Source records:
■ ■ ■ ■ ■ ■ ■
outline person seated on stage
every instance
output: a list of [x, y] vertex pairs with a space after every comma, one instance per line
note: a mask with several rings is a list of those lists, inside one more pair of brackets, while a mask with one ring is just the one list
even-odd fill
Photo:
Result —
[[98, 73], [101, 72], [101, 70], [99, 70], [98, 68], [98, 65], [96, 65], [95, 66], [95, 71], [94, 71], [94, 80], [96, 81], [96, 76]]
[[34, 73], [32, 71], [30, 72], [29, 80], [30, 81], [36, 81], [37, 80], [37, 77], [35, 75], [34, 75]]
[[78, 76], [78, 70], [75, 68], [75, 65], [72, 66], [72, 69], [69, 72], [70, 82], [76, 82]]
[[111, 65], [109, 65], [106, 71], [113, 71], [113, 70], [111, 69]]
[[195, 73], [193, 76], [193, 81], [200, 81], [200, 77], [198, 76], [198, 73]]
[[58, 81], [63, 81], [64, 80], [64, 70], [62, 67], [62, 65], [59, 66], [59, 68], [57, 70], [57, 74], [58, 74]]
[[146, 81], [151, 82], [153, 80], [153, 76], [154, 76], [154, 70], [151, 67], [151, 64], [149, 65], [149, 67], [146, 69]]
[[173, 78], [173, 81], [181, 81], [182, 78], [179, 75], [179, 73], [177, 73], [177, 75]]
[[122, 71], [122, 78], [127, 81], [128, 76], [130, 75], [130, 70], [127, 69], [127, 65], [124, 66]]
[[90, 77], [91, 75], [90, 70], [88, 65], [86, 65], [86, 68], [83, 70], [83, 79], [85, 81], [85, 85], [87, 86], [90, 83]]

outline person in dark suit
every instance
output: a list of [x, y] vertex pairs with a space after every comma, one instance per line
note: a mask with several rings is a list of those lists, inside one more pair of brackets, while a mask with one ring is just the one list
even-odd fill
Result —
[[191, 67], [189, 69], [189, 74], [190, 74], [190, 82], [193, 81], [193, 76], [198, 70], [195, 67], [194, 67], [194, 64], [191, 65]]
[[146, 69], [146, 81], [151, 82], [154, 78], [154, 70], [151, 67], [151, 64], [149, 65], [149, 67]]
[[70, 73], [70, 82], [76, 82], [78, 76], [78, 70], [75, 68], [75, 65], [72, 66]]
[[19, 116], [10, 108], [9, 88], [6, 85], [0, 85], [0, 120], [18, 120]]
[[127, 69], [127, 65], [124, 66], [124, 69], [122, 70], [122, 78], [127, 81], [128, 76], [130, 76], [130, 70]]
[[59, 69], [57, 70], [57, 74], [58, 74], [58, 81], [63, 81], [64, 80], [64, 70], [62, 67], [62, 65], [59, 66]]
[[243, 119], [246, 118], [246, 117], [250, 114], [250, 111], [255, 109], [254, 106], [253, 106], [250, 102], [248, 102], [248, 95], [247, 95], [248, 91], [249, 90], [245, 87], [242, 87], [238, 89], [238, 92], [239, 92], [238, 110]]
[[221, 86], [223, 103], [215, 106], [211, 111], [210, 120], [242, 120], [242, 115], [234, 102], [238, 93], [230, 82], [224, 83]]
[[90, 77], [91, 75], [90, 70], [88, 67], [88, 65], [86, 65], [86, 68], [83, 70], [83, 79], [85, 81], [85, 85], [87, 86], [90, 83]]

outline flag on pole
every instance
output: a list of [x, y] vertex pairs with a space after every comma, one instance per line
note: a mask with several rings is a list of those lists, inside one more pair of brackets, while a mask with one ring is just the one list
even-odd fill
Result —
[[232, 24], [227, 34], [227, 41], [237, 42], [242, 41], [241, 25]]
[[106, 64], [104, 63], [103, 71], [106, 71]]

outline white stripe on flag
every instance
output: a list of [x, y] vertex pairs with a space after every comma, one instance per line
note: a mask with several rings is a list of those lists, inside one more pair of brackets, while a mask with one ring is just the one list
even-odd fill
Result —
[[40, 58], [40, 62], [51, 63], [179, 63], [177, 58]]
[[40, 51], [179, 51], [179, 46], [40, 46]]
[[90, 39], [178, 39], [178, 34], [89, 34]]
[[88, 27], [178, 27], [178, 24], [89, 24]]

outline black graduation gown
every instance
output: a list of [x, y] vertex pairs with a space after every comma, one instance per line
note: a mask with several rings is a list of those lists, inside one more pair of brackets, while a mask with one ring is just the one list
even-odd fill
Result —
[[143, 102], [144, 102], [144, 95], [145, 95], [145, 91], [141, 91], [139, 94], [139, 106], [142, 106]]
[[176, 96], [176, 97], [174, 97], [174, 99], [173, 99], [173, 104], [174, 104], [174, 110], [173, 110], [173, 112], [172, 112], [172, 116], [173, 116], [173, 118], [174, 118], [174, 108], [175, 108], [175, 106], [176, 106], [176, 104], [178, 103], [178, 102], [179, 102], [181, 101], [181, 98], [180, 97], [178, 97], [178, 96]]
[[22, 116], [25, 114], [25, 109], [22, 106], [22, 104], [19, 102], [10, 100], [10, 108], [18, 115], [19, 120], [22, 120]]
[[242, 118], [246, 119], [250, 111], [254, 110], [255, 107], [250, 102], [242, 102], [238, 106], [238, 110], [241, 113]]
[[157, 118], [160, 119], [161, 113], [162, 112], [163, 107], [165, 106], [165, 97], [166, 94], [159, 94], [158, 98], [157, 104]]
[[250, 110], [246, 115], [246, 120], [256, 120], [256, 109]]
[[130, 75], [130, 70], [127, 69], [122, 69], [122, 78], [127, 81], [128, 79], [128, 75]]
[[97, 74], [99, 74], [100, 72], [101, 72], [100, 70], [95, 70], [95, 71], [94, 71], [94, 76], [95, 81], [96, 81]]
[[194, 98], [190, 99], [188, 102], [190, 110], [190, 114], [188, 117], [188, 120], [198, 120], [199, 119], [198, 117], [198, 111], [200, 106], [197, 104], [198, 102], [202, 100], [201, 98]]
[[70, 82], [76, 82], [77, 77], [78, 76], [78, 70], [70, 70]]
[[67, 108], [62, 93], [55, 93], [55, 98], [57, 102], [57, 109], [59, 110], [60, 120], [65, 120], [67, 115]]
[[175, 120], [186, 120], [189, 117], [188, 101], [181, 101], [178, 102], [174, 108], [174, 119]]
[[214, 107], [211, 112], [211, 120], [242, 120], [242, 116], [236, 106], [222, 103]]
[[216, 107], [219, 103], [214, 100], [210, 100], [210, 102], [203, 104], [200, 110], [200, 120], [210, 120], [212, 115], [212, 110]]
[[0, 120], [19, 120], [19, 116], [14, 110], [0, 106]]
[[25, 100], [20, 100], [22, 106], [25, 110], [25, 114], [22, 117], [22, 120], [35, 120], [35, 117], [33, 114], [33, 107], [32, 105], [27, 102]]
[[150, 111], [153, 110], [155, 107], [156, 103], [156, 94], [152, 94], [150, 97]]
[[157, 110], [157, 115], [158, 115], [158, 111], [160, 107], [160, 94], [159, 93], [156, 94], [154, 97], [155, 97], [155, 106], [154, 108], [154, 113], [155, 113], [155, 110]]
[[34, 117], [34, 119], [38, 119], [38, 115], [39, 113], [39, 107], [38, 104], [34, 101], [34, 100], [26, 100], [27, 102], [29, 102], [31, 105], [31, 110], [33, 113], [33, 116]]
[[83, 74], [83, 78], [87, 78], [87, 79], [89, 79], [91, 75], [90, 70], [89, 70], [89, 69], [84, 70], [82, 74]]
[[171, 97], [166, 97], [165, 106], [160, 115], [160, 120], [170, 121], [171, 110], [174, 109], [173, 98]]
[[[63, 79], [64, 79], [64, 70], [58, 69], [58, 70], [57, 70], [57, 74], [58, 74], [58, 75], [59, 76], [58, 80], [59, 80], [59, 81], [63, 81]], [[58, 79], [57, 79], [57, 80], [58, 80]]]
■ ■ ■ ■ ■ ■ ■
» **Requirements**: Rewrite every row, changing each occurrence of "vertex pairs" to "coordinate pairs" and leaving the rest as it is.

» **Full output**:
outline person seated on stage
every instance
output: a list of [x, y] coordinate pairs with a space after every comma, one instance per line
note: a mask with several rings is a list of those lists, inside one more pair of brackets, while a mask with one ring is just the one list
even-odd fill
Photo:
Result —
[[98, 73], [101, 72], [101, 70], [99, 70], [98, 68], [98, 65], [96, 65], [95, 66], [95, 71], [94, 71], [94, 80], [96, 81], [96, 76]]
[[34, 73], [32, 71], [30, 72], [29, 80], [30, 81], [36, 81], [37, 80], [37, 77], [35, 75], [34, 75]]
[[78, 76], [78, 70], [75, 68], [75, 65], [72, 66], [72, 69], [69, 72], [70, 82], [76, 82]]
[[111, 65], [109, 65], [106, 71], [113, 71], [113, 70], [111, 69]]
[[195, 73], [193, 76], [193, 81], [200, 81], [200, 77], [198, 76], [198, 73]]
[[58, 81], [63, 81], [64, 80], [64, 70], [62, 67], [62, 65], [59, 66], [59, 68], [57, 70], [57, 74], [58, 74]]
[[146, 81], [151, 82], [153, 80], [153, 76], [154, 76], [154, 70], [151, 67], [151, 64], [149, 65], [149, 67], [146, 69]]
[[173, 78], [173, 81], [181, 81], [182, 78], [179, 75], [179, 73], [177, 73], [177, 75]]
[[122, 71], [122, 78], [127, 81], [128, 76], [130, 75], [130, 70], [127, 69], [127, 65], [124, 66]]
[[90, 77], [91, 75], [90, 70], [88, 65], [86, 65], [86, 68], [83, 70], [83, 79], [85, 81], [85, 85], [87, 86], [90, 83]]

outline person in dark suit
every instance
output: a list of [x, y] coordinate pairs with a space after every comma, one instance per line
note: a mask with several rings is a list of those lists, inside one more pair of brackets, while a mask with one ring is just the one list
even-odd fill
Result —
[[191, 67], [189, 69], [189, 74], [190, 74], [190, 82], [193, 81], [193, 76], [198, 70], [195, 67], [194, 67], [194, 64], [191, 65]]
[[146, 69], [146, 81], [151, 82], [154, 78], [154, 70], [151, 67], [151, 64], [149, 65], [149, 67]]
[[70, 73], [70, 82], [76, 82], [78, 76], [78, 70], [75, 68], [75, 65], [72, 66]]
[[19, 116], [10, 108], [9, 88], [6, 85], [0, 85], [0, 120], [18, 120]]
[[127, 69], [127, 65], [124, 66], [124, 69], [122, 70], [122, 78], [127, 81], [128, 76], [130, 76], [130, 70]]
[[59, 69], [57, 70], [57, 74], [58, 74], [58, 81], [63, 81], [64, 80], [64, 70], [62, 67], [62, 65], [59, 66]]
[[243, 119], [246, 118], [246, 117], [250, 114], [250, 111], [255, 109], [254, 106], [253, 106], [250, 102], [248, 102], [248, 95], [247, 95], [248, 91], [249, 90], [245, 87], [242, 87], [238, 89], [238, 92], [239, 92], [238, 110]]
[[221, 86], [223, 103], [215, 106], [211, 111], [210, 120], [242, 120], [242, 115], [234, 102], [238, 93], [230, 82], [224, 83]]
[[90, 77], [91, 75], [90, 70], [88, 67], [88, 65], [86, 65], [86, 68], [83, 70], [83, 79], [85, 81], [85, 85], [87, 86], [90, 83]]

outline flag on pole
every instance
output: a list of [x, y] coordinate pairs with a space after every comma, one instance per line
note: a mask with several rings is a list of those lists, inside one more pair of brackets, while a mask with one ring is just the one list
even-odd fill
Result —
[[232, 24], [227, 34], [227, 41], [237, 42], [242, 41], [241, 25]]
[[106, 64], [104, 63], [103, 71], [106, 71]]

outline white stripe on flag
every instance
output: a list of [x, y] coordinate pairs with a space after every comma, one instance per line
note: a mask with several rings is a list of those lists, inside one more pair of brackets, while a mask with one ring is just the one list
even-odd fill
Result —
[[40, 58], [40, 62], [51, 63], [179, 63], [177, 58]]
[[40, 51], [179, 51], [179, 46], [40, 46]]
[[90, 39], [178, 39], [178, 34], [89, 34]]
[[88, 27], [178, 27], [178, 24], [89, 24]]

outline black graduation gown
every instance
output: a list of [x, y] coordinate pairs with a space after every comma, one instance per line
note: a mask with several rings is a list of those lists, inside one more pair of brackets, while a mask with one ring is just the one list
even-odd fill
Result —
[[143, 102], [144, 102], [144, 95], [145, 95], [145, 91], [141, 91], [139, 94], [139, 106], [142, 106]]
[[176, 96], [176, 97], [174, 97], [174, 99], [173, 99], [173, 104], [174, 104], [174, 110], [173, 110], [173, 112], [172, 112], [172, 116], [173, 116], [173, 118], [174, 118], [174, 108], [175, 108], [175, 106], [176, 106], [176, 104], [178, 103], [178, 102], [179, 102], [181, 101], [181, 98], [180, 97], [178, 97], [178, 96]]
[[22, 116], [25, 114], [25, 109], [22, 106], [22, 104], [19, 102], [10, 100], [10, 108], [18, 115], [19, 120], [22, 120]]
[[242, 118], [246, 119], [250, 111], [254, 110], [255, 107], [250, 102], [242, 102], [238, 106], [238, 110], [241, 113]]
[[157, 118], [160, 119], [161, 113], [162, 112], [163, 107], [165, 106], [165, 97], [166, 94], [159, 94], [158, 98], [157, 104]]
[[250, 110], [246, 115], [246, 120], [256, 120], [256, 109]]
[[130, 75], [130, 70], [127, 69], [122, 69], [122, 78], [127, 81], [128, 79], [128, 75]]
[[97, 74], [99, 74], [100, 72], [101, 72], [100, 70], [95, 70], [95, 71], [94, 71], [94, 76], [95, 81], [96, 81]]
[[194, 98], [190, 99], [188, 102], [190, 110], [190, 114], [188, 117], [188, 120], [198, 120], [199, 119], [198, 117], [198, 111], [200, 106], [197, 104], [198, 102], [202, 100], [201, 98]]
[[70, 82], [76, 82], [77, 77], [78, 76], [78, 70], [70, 70]]
[[67, 108], [62, 93], [55, 93], [55, 98], [57, 102], [57, 109], [59, 110], [60, 120], [65, 120], [67, 115]]
[[175, 120], [186, 120], [189, 117], [188, 101], [181, 101], [178, 102], [174, 108], [174, 119]]
[[214, 107], [211, 112], [211, 120], [242, 120], [242, 116], [236, 106], [222, 103]]
[[216, 107], [219, 103], [214, 100], [210, 100], [210, 102], [203, 104], [200, 110], [200, 120], [210, 120], [212, 115], [212, 110]]
[[0, 120], [19, 120], [19, 116], [14, 110], [0, 106]]
[[25, 100], [20, 100], [22, 106], [25, 110], [25, 114], [22, 117], [22, 120], [35, 120], [35, 117], [33, 114], [33, 107], [32, 105], [27, 102]]
[[150, 111], [153, 110], [155, 107], [156, 103], [156, 94], [152, 94], [150, 97]]
[[157, 110], [157, 115], [158, 115], [158, 111], [160, 107], [160, 94], [159, 93], [156, 94], [154, 97], [155, 97], [155, 106], [154, 108], [154, 113], [155, 113], [155, 110]]
[[34, 117], [34, 119], [38, 119], [38, 115], [39, 113], [39, 107], [38, 104], [34, 101], [34, 100], [26, 100], [27, 102], [29, 102], [31, 105], [31, 110], [33, 113], [33, 116]]
[[83, 74], [83, 78], [87, 78], [87, 79], [89, 79], [91, 75], [90, 70], [89, 70], [89, 69], [84, 70], [82, 74]]
[[171, 97], [166, 97], [165, 106], [160, 115], [160, 120], [170, 121], [171, 110], [174, 109], [173, 98]]
[[[63, 79], [64, 79], [64, 70], [58, 69], [58, 70], [57, 70], [57, 74], [58, 74], [58, 75], [59, 76], [58, 80], [59, 80], [59, 81], [63, 81]], [[58, 79], [57, 79], [57, 80], [58, 80]]]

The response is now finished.